YOUR TASK =>
Give back every line of the data exactly. Pictures are not part of the copy.

(GIVEN DATA Opens)

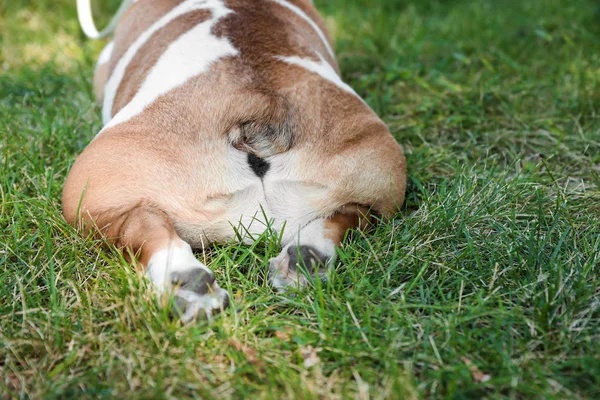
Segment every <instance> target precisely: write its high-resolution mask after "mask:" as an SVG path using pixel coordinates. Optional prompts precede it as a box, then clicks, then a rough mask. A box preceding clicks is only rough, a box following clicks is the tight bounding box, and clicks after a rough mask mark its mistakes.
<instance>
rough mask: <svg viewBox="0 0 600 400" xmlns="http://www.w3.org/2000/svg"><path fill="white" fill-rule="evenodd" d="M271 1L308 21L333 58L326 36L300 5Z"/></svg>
mask: <svg viewBox="0 0 600 400" xmlns="http://www.w3.org/2000/svg"><path fill="white" fill-rule="evenodd" d="M271 1H273V2H275V3H277V4H279V5H281V6H283V7H285V8H287V9H289V10H292V11H293V12H295V13H296V14H297V15H298V16H299V17H300V18H302V19H303V20H305V21H306V22H308V23H309V24H310V26H311V27H312V28H313V29H314V30H315V32H317V34H318V35H319V37H320V38H321V41H322V42H323V44H324V45H325V48H326V49H327V52H328V53H329V55H330V56H331V58H334V59H335V53H334V51H333V49H332V48H331V45H330V44H329V41H328V40H327V37H326V36H325V34H324V33H323V31H321V29H319V26H318V25H317V24H316V23H315V21H313V20H312V19H310V17H309V16H308V15H306V13H305V12H304V11H302V9H301V8H300V7H298V6H295V5H293V4H292V3H290V2H289V1H287V0H271Z"/></svg>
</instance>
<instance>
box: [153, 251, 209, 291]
mask: <svg viewBox="0 0 600 400" xmlns="http://www.w3.org/2000/svg"><path fill="white" fill-rule="evenodd" d="M191 269H203V270H205V271H208V272H210V269H208V267H207V266H206V265H204V264H202V263H201V262H200V261H198V259H196V257H195V256H194V253H193V252H192V248H191V247H190V245H189V244H187V243H185V242H180V243H178V244H173V245H171V246H170V247H169V248H167V249H163V250H159V251H157V252H156V253H154V254H153V255H152V257H151V258H150V262H149V263H148V268H147V269H146V273H147V274H148V277H149V278H150V280H151V281H152V282H153V283H154V285H155V286H156V288H157V289H159V290H161V291H163V290H168V289H169V288H170V286H171V274H173V273H175V272H184V271H189V270H191Z"/></svg>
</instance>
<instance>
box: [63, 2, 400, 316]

(GIVEN DATA Closes)

ANSWER TO THE PROBLEM =>
Segment every <instance> target precisely: write its high-resolution mask after "mask:" as an SVG path using pixel coordinates. Optional prompts precede it as a box, then clicks, then a rough mask. A box preceding clicks is only rough, a box following clicks is the tight bounding box, and clicks after a rough mask mark its mistakes.
<instance>
rough mask: <svg viewBox="0 0 600 400" xmlns="http://www.w3.org/2000/svg"><path fill="white" fill-rule="evenodd" d="M271 1L308 21L333 58L326 36L300 5Z"/></svg>
mask: <svg viewBox="0 0 600 400" xmlns="http://www.w3.org/2000/svg"><path fill="white" fill-rule="evenodd" d="M271 1H273V2H275V3H277V4H279V5H281V6H283V7H285V8H287V9H289V10H292V11H293V12H295V13H296V14H297V15H298V16H299V17H300V18H302V19H303V20H305V21H306V22H308V23H309V24H310V26H311V27H312V28H313V29H314V30H315V32H317V34H318V35H319V37H320V38H321V41H322V42H323V44H324V45H325V48H326V49H327V52H328V53H329V55H330V56H331V58H334V59H335V53H334V51H333V49H332V48H331V45H330V44H329V41H328V40H327V37H326V36H325V34H324V33H323V31H321V29H319V26H318V25H317V24H316V23H315V21H313V20H312V19H310V17H309V16H308V15H306V13H305V12H304V11H302V9H301V8H300V7H298V6H295V5H293V4H292V3H290V2H289V1H287V0H271Z"/></svg>
</instance>
<instance>
box: [153, 251, 209, 291]
mask: <svg viewBox="0 0 600 400" xmlns="http://www.w3.org/2000/svg"><path fill="white" fill-rule="evenodd" d="M191 269H203V270H205V271H208V272H210V269H208V267H207V266H206V265H204V264H202V263H201V262H200V261H198V259H196V257H195V256H194V253H193V252H192V248H191V247H190V245H189V244H187V243H185V242H180V243H178V244H173V245H171V246H170V247H169V248H167V249H163V250H159V251H157V252H156V253H154V254H153V255H152V257H151V258H150V262H149V263H148V268H147V269H146V273H147V274H148V277H149V278H150V280H151V281H152V282H153V283H154V285H155V286H156V288H157V289H159V290H161V291H163V290H168V289H169V288H170V286H171V274H173V273H175V272H184V271H189V270H191Z"/></svg>
</instance>
<instance>
box: [63, 2, 400, 316]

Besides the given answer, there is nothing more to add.